Problem to solve
The required result is an exact copy of the material from the line with "Wildlife camera triggered. An" through its final line, both ends included.

Available data
══════

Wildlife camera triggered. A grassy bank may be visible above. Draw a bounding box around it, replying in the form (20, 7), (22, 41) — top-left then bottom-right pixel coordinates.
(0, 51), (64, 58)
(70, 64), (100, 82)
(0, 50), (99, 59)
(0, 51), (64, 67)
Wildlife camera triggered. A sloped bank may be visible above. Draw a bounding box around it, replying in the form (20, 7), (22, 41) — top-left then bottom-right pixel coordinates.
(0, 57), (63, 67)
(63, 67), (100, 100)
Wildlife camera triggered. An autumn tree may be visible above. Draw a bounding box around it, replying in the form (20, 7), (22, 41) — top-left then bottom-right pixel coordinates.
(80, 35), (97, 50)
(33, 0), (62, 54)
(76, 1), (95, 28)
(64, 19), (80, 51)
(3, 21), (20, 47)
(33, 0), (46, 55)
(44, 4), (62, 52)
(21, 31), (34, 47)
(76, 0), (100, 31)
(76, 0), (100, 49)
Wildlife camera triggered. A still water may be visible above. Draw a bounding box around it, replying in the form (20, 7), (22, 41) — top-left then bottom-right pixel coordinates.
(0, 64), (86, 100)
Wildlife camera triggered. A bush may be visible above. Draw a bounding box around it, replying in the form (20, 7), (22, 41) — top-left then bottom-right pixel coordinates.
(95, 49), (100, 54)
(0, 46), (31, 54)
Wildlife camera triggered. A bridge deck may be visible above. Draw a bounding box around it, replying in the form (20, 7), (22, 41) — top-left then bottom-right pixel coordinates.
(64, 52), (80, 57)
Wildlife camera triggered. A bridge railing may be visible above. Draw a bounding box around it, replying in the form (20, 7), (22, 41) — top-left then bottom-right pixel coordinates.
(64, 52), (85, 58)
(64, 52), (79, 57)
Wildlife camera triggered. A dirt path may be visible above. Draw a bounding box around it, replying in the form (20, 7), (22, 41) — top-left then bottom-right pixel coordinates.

══════

Task answer
Wildlife camera triggered. An autumn tree may be visible above. Draw a bounding box around it, replying in the form (20, 7), (22, 41) — top-left then bottom-right pixel coordinates.
(80, 35), (97, 50)
(33, 0), (62, 54)
(76, 1), (95, 28)
(64, 19), (80, 51)
(3, 21), (20, 47)
(33, 0), (46, 55)
(44, 4), (62, 52)
(21, 31), (34, 47)
(76, 0), (100, 31)
(76, 0), (100, 49)
Wildlife camera triggered. A still water may be visible above. Draw a bounding box around it, replying in the form (20, 7), (22, 41) — top-left then bottom-right pixel coordinates.
(0, 64), (86, 100)
Wildlife camera triggered. A bush may be visible above. Draw a bounding box around it, replying in the form (20, 7), (22, 41) — top-left then bottom-right pixel coordinates.
(95, 49), (100, 54)
(0, 46), (31, 54)
Wildlife camera triggered. A bridge deck may be visible above. Draw a bounding box around it, replying in the form (20, 7), (22, 41) — top-left then bottom-right pixel coordinates.
(64, 52), (80, 57)
Wildlife camera triggered. A bridge railing may be visible above. Draw a bounding box around it, replying in the form (20, 7), (22, 41) — top-left then bottom-right pixel coordinates.
(64, 52), (85, 58)
(64, 52), (79, 57)
Wildlife camera triggered. A dirt path may be visible above. Draw a bounding box around it, replying in the form (20, 7), (22, 41) — top-left then bottom-right pixel coordinates.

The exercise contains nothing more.